◆ EXERCISE DESCRIPTION:
Please give an exact copy of every line from the one holding "Task: indicate the bowl" through the final line of the records below.

◆ SUPPLIED MATERIAL:
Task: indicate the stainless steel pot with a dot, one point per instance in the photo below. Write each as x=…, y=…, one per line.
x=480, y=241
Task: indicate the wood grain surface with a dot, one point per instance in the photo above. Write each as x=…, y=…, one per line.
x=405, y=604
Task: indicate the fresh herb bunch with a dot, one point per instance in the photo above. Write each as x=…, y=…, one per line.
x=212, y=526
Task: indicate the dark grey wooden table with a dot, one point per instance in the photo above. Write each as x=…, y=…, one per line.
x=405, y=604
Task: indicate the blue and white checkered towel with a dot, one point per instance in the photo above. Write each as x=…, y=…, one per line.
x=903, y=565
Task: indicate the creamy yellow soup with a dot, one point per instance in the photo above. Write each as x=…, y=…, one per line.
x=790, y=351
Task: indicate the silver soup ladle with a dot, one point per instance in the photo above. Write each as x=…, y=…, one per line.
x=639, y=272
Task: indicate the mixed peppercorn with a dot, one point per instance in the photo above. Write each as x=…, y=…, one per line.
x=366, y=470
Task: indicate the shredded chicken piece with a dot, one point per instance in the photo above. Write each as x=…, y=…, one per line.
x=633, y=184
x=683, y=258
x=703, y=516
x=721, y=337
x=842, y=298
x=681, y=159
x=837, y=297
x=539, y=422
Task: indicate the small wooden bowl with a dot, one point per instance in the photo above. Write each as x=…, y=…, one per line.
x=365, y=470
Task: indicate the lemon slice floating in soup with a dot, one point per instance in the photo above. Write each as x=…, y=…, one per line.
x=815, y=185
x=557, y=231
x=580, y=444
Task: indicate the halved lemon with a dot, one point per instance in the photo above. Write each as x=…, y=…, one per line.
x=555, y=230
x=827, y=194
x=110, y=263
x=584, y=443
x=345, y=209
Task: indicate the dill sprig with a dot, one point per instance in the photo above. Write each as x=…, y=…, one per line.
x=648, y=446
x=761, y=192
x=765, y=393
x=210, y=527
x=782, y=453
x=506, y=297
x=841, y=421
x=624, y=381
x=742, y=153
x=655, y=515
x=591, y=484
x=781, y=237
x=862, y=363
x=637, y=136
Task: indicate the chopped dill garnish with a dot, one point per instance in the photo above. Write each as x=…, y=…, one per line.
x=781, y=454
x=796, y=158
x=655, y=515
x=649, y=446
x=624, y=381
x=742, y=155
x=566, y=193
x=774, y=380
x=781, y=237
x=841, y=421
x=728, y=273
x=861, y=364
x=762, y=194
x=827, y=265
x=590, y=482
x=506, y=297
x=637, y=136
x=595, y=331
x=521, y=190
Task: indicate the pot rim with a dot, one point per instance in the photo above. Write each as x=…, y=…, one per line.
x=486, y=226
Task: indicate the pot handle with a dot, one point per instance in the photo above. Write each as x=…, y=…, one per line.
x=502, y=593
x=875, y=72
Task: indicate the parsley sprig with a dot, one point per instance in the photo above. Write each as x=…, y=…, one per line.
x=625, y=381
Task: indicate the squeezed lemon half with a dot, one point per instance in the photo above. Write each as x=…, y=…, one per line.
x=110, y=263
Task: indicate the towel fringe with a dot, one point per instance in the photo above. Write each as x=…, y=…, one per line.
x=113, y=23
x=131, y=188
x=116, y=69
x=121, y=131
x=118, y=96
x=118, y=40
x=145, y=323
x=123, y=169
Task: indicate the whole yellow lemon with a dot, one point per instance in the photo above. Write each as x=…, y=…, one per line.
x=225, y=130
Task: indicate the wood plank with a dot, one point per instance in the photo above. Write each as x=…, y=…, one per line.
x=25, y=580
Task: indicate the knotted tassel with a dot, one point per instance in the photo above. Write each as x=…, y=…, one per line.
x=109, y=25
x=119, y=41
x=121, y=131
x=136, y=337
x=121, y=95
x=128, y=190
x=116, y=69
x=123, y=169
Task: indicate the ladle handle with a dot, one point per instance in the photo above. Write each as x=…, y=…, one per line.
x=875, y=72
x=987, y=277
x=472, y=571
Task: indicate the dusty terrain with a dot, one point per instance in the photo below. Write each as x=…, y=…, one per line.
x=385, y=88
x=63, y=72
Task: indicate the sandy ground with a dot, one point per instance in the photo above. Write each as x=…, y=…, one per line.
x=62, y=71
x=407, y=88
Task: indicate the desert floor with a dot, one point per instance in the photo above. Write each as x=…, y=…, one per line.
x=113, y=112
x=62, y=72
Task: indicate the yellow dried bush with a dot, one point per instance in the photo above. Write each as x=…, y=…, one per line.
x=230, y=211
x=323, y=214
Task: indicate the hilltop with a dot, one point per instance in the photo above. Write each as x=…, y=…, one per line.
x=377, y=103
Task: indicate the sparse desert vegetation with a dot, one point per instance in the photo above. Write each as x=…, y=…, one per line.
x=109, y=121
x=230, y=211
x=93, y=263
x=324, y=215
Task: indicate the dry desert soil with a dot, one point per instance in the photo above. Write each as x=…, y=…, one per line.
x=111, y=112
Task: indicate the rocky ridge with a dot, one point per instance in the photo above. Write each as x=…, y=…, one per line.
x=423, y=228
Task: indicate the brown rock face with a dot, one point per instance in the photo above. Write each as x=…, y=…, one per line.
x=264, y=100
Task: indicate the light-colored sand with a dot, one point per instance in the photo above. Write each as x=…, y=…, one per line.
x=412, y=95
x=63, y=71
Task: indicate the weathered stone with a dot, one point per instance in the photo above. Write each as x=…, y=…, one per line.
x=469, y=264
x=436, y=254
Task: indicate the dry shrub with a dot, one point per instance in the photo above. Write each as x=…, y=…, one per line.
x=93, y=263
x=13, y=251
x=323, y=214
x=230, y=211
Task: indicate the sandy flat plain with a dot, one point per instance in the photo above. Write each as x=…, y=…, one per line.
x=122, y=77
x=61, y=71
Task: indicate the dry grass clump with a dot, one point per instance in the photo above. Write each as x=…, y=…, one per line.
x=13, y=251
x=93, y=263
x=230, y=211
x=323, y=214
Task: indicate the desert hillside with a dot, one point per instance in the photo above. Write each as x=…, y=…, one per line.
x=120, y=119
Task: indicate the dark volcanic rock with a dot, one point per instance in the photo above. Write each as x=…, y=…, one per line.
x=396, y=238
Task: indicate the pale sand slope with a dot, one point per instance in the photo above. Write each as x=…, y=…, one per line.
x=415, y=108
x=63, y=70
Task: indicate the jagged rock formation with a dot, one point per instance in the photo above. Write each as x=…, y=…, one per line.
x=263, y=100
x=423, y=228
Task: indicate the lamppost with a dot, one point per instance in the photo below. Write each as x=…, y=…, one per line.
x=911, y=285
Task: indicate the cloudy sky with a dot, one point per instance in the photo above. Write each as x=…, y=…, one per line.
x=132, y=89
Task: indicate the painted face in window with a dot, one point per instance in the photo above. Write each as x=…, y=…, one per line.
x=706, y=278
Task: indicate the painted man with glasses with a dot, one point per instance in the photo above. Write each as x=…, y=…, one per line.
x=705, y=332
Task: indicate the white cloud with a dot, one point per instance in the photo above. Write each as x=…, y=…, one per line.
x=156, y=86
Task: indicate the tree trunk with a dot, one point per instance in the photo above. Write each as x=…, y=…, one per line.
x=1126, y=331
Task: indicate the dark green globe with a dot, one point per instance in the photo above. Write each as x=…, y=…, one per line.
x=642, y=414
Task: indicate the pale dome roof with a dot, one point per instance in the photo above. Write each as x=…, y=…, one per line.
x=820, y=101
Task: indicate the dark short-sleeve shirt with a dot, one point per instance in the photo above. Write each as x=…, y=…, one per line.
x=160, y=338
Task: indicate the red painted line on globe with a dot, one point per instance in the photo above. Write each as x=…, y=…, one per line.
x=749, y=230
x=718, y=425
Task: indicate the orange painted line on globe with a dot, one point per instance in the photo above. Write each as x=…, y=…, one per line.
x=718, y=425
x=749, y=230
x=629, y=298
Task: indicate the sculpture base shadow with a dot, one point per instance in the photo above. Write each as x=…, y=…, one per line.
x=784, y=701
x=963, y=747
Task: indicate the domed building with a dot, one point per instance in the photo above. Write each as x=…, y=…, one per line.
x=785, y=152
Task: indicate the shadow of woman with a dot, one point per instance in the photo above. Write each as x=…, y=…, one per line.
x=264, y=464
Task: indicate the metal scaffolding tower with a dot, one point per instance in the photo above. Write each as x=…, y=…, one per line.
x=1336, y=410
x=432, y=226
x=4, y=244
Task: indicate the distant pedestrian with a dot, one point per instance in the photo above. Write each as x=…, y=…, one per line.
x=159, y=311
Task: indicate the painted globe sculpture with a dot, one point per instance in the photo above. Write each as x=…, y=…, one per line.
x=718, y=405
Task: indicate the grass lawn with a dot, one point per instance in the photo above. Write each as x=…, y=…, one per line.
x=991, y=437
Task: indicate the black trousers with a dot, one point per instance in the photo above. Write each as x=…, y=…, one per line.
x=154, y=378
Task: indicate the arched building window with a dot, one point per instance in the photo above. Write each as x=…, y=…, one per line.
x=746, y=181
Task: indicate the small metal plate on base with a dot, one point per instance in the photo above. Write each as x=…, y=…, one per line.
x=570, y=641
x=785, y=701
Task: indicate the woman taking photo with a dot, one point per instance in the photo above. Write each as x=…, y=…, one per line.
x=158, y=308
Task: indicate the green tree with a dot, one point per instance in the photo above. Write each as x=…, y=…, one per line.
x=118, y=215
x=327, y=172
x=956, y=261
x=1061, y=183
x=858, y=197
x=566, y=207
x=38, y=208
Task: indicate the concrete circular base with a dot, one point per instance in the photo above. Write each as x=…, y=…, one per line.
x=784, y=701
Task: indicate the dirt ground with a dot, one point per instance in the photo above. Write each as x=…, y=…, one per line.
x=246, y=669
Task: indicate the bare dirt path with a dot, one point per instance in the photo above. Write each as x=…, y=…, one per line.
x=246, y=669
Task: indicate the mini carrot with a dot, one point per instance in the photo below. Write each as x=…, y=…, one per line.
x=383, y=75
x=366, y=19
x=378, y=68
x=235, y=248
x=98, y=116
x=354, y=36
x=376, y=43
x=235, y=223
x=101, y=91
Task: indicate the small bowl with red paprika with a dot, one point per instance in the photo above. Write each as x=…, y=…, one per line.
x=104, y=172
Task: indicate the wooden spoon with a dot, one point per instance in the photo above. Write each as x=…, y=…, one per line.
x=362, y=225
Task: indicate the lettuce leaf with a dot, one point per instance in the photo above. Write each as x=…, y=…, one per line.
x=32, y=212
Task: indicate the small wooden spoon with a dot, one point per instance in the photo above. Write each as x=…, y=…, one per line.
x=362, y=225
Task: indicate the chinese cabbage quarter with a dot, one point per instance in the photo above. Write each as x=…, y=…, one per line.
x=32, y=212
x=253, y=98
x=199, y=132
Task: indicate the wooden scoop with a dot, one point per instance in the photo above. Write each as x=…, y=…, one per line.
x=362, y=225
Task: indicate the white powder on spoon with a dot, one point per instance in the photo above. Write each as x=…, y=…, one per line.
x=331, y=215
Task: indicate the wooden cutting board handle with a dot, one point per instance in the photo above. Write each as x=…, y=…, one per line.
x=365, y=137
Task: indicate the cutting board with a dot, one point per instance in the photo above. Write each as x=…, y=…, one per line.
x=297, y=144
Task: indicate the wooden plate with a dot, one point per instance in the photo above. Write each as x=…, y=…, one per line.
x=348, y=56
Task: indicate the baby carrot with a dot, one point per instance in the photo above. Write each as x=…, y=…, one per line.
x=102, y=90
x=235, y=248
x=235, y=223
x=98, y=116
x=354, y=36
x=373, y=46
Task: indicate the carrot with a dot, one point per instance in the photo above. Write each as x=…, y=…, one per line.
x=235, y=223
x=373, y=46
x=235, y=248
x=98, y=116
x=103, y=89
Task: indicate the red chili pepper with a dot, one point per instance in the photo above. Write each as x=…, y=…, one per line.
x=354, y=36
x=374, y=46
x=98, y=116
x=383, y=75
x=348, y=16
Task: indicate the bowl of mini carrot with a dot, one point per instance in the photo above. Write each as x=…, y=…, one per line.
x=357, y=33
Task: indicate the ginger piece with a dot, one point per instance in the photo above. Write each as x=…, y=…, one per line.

◆ RESULT OF THIS TASK:
Task: indicate the bowl of mini carrot with a dot, one point per instance in the photo above. Write each as x=…, y=…, one per line.
x=357, y=33
Task: indicate the ginger piece with a dot, one point per instance in the photo above. Write each as x=…, y=…, one per line.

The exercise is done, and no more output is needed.